# EXERCÍCIOS
[1] Transcreva do trecho, sem nenhuma alteração, a parte entre "Tivemos a segunda" e "Supremo Tribunal  Federal.", incluindo ambos.
[2] Indique se cada afirmação abaixo está de acordo com o trecho, respondendo sim ou não e citando literalmente as palavras do trecho que decidem a resposta.
(a) O Pacto de São José da Costa Rica foi incorporado ao ordenamento jurídico brasileiro por meio do Decreto 678, de 1992.
(b) A teoria Dualista atribuía aos Tratados Internacionais de Direitos Humanos força de norma constitucional.
(c) A Emenda Constitucional 45 acrescentou o § 3° ao artigo 5° da Constituição.
[3] Segundo o trecho, que proporção de votos é exigida em cada Casa do Congresso Nacional para que um tratado sobre direitos humanos seja equivalente a uma emenda constitucional?

# TRECHO

────────────────────

Hierarquia dos Tratados de Direitos Humanos


PorThais Silveira- Postado em 29 maio 2012

Autores: 
Moisés Leite Tavares

 

O conflito gira em torno da hierarquia dos Tratados de Direitos Humanos, “in casu”, o Pacto de São José da Costa Rica ou Convenção Americana de Direitos Humanos,  de 22 de novembro de 1969, incorporado ao ordenamento jurídico brasileiro através do Decreto 678, de 06 de novembro de 1992,  dispondo em seu artigo 7°, item 7, que “ninguém deve ser detido por dívida, exceto no caso de inadimplemento de obrigação alimentar”; e, na Constituição Federal brasileira estatui no artigo 5°, inciso LXVII,  que “ não haverá prisão civil por dívida, salvo a do responsável pelo inadimplemento voluntário e inescusável de obrigação alimentícia e a do depositário infiel”. 

Diante dessa aparente divergência no tocante a prisão do depositário infiel, o qual é preso em razão de dívida existente em contrato comercial, aderido voluntariamente, nasceram cinco correntes defendendo a hierarquia dos Tratados de Direitos Humanos, conforme segue abaixo: 

A primeira teoria foi a Monista defendia  que os Tratados Internacionais de Direitos Humanos incorporados ao ordenamento jurídico nacional tem força de norma constitucional face o seu conteúdo ter compatibilidade material com os direitos e garantias fundamentais expressos na Constituição Federal, com supedâneo  no artigo 5°, §§ 1° e 2°, da Constituição.  Defensores: Doutora Flávia Piovesan e Antonio Augusto Cançado Trindade. 

Tivemos a segunda teoria  designada  Dualista sustentava  que os Tratados Internacionais de Direitos Humanos tinham hierarquia de Lei Ordinária, visto ser da competência do Supremo Tribunal  Federal, no jaez de guardião da Constituição, em julgamento de Recurso Extraordinário, “declarar a inconstitucionalidade de tratado ou lei federal”, seu fundamento repousa no artigo 102, inciso III, alínea “b”, da Lei Maior. Defensor: Supremo Tribunal  Federal. 

Até  antes da edição da  Emenda Constitucional 45, de 31 de dezembro 2004, esses eram  os entendimentos referentes a hierarquia dos Tratados de Direitos Humanos, logicamente prevalecendo o do Pretório Excelso.  Com essa Emenda inseriu o § 3° ao artigo 5° da Constituição, considerando os Tratados  e  Convenções  Internacionais sobre Direitos Humanos equivalentes às Emendas Constitucionais, desde que, sejam aprovados em cada Casa do Congresso Nacional, em dois turnos, por três quintos dos votos dos respectivos membros.  Adiante seguem  as teorias  que surgiram após Emenda  45/2004.

────────────────────

# LISTAGEM
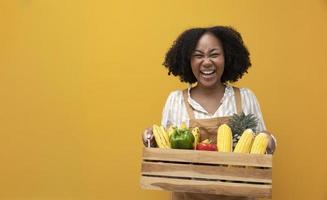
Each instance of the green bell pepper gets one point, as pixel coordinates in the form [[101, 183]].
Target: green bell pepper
[[182, 139]]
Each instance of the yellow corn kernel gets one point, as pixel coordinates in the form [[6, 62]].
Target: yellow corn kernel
[[196, 134], [224, 138], [260, 144], [244, 143]]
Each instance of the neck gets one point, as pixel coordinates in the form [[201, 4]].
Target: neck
[[210, 91]]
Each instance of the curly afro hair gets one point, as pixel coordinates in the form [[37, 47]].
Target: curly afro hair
[[237, 60]]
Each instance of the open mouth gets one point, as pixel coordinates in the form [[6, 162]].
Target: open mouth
[[207, 72]]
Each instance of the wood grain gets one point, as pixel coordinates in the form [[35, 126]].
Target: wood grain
[[244, 174], [207, 157], [219, 188], [218, 173]]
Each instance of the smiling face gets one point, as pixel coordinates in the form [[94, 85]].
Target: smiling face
[[208, 61]]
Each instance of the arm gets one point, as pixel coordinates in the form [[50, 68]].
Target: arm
[[147, 136]]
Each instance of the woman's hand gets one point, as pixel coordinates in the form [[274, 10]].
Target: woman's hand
[[148, 138]]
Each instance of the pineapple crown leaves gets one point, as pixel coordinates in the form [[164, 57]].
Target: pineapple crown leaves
[[240, 122]]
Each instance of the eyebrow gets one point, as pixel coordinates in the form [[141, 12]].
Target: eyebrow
[[196, 50]]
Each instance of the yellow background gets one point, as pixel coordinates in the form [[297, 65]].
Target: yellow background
[[80, 80]]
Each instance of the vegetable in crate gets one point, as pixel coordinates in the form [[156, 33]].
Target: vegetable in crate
[[182, 139], [224, 138], [196, 134], [260, 144], [206, 145], [240, 122], [161, 136], [244, 143]]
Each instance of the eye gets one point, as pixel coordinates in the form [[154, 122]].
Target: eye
[[214, 55], [197, 55]]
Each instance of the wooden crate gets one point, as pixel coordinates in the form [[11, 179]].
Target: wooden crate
[[231, 174]]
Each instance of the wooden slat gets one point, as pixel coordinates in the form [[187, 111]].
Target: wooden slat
[[208, 157], [208, 187], [249, 174]]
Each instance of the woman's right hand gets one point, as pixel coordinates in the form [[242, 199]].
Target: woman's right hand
[[148, 138]]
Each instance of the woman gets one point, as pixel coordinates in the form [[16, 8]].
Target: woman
[[210, 57]]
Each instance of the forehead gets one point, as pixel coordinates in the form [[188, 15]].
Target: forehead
[[208, 41]]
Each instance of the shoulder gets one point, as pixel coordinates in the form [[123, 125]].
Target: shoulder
[[246, 92], [175, 97], [175, 94], [248, 96]]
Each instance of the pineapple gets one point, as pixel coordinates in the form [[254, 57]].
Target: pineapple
[[239, 123]]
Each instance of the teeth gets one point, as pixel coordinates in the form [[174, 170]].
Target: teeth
[[208, 72]]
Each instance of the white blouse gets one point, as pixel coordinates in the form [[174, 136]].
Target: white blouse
[[174, 112]]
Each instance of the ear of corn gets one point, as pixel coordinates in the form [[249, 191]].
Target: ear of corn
[[196, 134], [183, 125], [244, 143], [224, 138], [161, 137], [260, 144]]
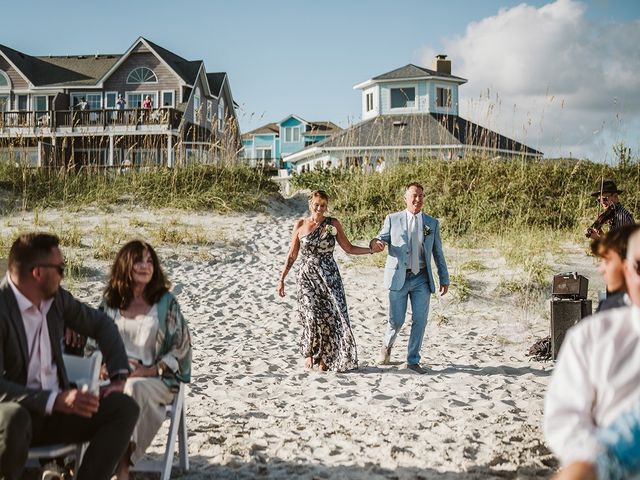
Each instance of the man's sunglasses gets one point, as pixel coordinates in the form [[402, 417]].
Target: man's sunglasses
[[60, 267]]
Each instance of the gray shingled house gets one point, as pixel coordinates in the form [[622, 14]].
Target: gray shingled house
[[145, 106], [409, 113]]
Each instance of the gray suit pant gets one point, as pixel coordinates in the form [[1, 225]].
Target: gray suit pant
[[108, 432]]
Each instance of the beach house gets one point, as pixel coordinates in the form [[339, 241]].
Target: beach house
[[146, 106], [270, 145], [407, 114]]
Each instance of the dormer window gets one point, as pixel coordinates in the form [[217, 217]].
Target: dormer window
[[443, 97], [4, 80], [403, 97], [142, 75], [369, 100]]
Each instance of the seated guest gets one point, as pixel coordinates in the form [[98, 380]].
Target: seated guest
[[612, 249], [596, 378], [156, 337], [38, 406]]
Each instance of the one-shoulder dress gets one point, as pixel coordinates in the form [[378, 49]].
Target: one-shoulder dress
[[322, 307]]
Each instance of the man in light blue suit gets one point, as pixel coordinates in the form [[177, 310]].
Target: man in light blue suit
[[412, 238]]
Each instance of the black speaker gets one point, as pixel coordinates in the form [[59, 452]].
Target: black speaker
[[565, 314]]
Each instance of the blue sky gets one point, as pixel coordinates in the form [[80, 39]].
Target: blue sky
[[304, 57]]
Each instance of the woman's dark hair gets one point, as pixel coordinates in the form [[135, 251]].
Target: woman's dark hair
[[119, 291], [319, 193]]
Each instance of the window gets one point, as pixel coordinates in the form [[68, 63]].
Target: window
[[196, 106], [403, 97], [443, 97], [142, 75], [135, 99], [291, 134], [167, 98], [369, 98], [110, 99], [39, 103], [4, 80], [93, 99], [209, 111], [221, 114]]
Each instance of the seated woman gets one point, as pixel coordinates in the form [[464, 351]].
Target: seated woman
[[155, 335]]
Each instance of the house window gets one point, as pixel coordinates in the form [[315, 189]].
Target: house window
[[291, 134], [403, 97], [196, 106], [209, 111], [443, 97], [4, 80], [135, 99], [93, 99], [110, 99], [39, 103], [221, 114], [369, 98], [167, 98], [142, 75]]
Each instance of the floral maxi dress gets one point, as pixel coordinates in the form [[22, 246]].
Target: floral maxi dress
[[322, 307]]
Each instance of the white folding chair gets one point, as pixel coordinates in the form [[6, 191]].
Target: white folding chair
[[177, 427], [81, 371]]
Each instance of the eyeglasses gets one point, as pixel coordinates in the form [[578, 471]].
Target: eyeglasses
[[60, 267]]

────────────────────

# RESPOSTAS
[1]
Tivemos a segunda teoria  designada  Dualista sustentava  que os Tratados Internacionais de Direitos Humanos tinham hierarquia de Lei Ordinária, visto ser da competência do Supremo Tribunal  Federal, no jaez de guardião da Constituição, em julgamento de Recurso Extraordinário, “declarar a inconstitucionalidade de tratado ou lei federal”, seu fundamento repousa no artigo 102, inciso III, alínea “b”, da Lei Maior. Defensor: Supremo Tribunal  Federal.

[2]
(a) Sim: "incorporado ao ordenamento jurídico brasileiro através do Decreto 678, de 06 de novembro de 1992".
(b) Não: "tinham hierarquia de Lei Ordinária".
(c) Sim: "Com essa Emenda inseriu o § 3° ao artigo 5° da Constituição".

[3] Três quintos dos votos dos respectivos membros, em dois turnos.